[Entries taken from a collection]
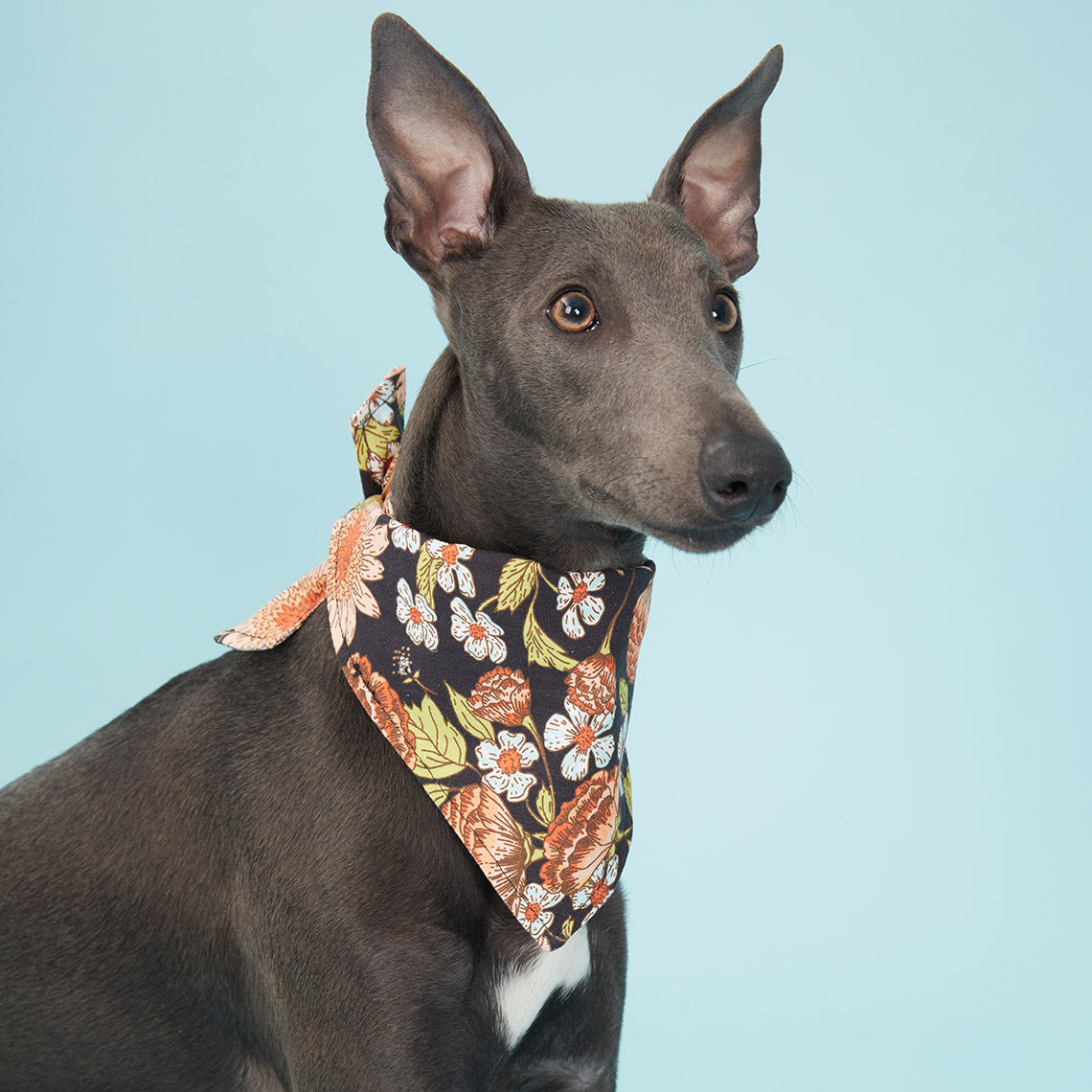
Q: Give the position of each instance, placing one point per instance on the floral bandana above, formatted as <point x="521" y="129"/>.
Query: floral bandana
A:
<point x="504" y="686"/>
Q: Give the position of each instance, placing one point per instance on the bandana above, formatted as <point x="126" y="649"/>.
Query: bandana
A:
<point x="502" y="685"/>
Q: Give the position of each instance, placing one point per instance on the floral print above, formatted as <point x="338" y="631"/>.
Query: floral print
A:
<point x="599" y="887"/>
<point x="592" y="685"/>
<point x="582" y="833"/>
<point x="586" y="735"/>
<point x="383" y="706"/>
<point x="533" y="912"/>
<point x="451" y="557"/>
<point x="510" y="713"/>
<point x="281" y="616"/>
<point x="575" y="599"/>
<point x="637" y="628"/>
<point x="504" y="695"/>
<point x="418" y="616"/>
<point x="481" y="634"/>
<point x="494" y="840"/>
<point x="506" y="761"/>
<point x="355" y="546"/>
<point x="407" y="538"/>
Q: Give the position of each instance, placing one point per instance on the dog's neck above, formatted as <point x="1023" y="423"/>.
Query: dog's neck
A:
<point x="447" y="486"/>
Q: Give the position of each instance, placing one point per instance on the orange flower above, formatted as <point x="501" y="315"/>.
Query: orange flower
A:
<point x="592" y="685"/>
<point x="637" y="628"/>
<point x="504" y="695"/>
<point x="355" y="546"/>
<point x="478" y="816"/>
<point x="582" y="833"/>
<point x="383" y="706"/>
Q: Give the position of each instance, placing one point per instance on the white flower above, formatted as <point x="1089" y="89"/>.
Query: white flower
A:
<point x="598" y="889"/>
<point x="419" y="617"/>
<point x="451" y="556"/>
<point x="584" y="734"/>
<point x="535" y="913"/>
<point x="379" y="406"/>
<point x="480" y="633"/>
<point x="505" y="761"/>
<point x="407" y="538"/>
<point x="572" y="593"/>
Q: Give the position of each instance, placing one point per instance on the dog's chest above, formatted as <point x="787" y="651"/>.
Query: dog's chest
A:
<point x="521" y="992"/>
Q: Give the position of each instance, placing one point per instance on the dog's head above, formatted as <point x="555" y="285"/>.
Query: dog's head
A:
<point x="600" y="342"/>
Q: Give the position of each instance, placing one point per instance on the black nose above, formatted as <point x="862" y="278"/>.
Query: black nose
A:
<point x="745" y="476"/>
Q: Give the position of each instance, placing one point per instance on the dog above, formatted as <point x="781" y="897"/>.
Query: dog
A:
<point x="239" y="883"/>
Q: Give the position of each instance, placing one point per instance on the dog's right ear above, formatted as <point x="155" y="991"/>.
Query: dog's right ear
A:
<point x="452" y="171"/>
<point x="713" y="178"/>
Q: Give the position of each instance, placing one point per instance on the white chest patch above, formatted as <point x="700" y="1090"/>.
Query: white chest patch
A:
<point x="522" y="992"/>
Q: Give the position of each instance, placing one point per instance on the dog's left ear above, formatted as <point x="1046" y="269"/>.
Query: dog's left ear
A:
<point x="713" y="178"/>
<point x="452" y="171"/>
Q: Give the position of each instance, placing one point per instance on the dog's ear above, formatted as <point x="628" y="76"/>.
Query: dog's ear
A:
<point x="452" y="171"/>
<point x="713" y="177"/>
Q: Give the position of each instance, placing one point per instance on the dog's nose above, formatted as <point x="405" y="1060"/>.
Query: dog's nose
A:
<point x="745" y="476"/>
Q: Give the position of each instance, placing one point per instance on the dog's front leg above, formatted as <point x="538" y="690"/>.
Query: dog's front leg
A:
<point x="572" y="1044"/>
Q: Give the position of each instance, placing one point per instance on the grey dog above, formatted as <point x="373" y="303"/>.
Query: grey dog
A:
<point x="205" y="894"/>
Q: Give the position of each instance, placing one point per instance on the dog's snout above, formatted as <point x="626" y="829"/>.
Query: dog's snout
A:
<point x="745" y="476"/>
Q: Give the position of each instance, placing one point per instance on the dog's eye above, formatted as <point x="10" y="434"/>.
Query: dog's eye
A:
<point x="574" y="312"/>
<point x="725" y="313"/>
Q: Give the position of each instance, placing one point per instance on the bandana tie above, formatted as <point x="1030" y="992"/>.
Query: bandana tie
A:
<point x="502" y="685"/>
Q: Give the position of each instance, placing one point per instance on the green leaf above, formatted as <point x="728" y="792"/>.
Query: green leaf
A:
<point x="544" y="805"/>
<point x="517" y="580"/>
<point x="472" y="720"/>
<point x="440" y="749"/>
<point x="542" y="648"/>
<point x="438" y="793"/>
<point x="427" y="568"/>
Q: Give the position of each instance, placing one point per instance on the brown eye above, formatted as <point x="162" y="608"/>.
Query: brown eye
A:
<point x="725" y="314"/>
<point x="574" y="312"/>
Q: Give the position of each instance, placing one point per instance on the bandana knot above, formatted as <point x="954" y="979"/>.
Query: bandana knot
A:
<point x="505" y="686"/>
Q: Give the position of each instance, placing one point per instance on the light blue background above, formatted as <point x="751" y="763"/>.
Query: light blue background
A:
<point x="860" y="745"/>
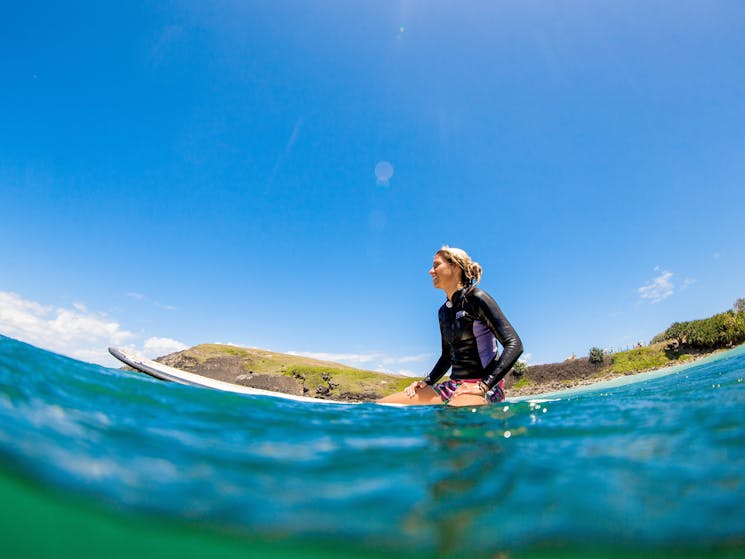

* **SHORT PROBLEM**: Return every line of the records above that contains the string "flower", treating uppercase and lowercase as different.

* **SOLUTION TO THE EXERCISE**:
Q: Give the position of each instance, placing one point per instance on the orange flower above, formatted as <point x="501" y="315"/>.
Query: orange flower
Q: Give the position of each instance, placing one point per instance on the white flower above, formatted as <point x="1089" y="89"/>.
Query: white flower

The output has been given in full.